■ **Action item**: Only lines containing the string "clicks" belong in the answer; find them in the records and copy them.

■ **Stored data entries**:
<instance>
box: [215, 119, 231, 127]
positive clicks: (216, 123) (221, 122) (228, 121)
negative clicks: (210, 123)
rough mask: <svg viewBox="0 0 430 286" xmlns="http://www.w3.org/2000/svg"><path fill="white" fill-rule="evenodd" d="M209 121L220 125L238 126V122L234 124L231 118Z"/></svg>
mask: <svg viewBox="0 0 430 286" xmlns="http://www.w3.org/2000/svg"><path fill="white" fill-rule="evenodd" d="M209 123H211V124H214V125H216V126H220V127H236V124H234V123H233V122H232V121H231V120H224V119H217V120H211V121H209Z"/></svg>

■ **Completed task**:
positive clicks: (216, 123) (221, 122) (228, 121)
negative clicks: (210, 123)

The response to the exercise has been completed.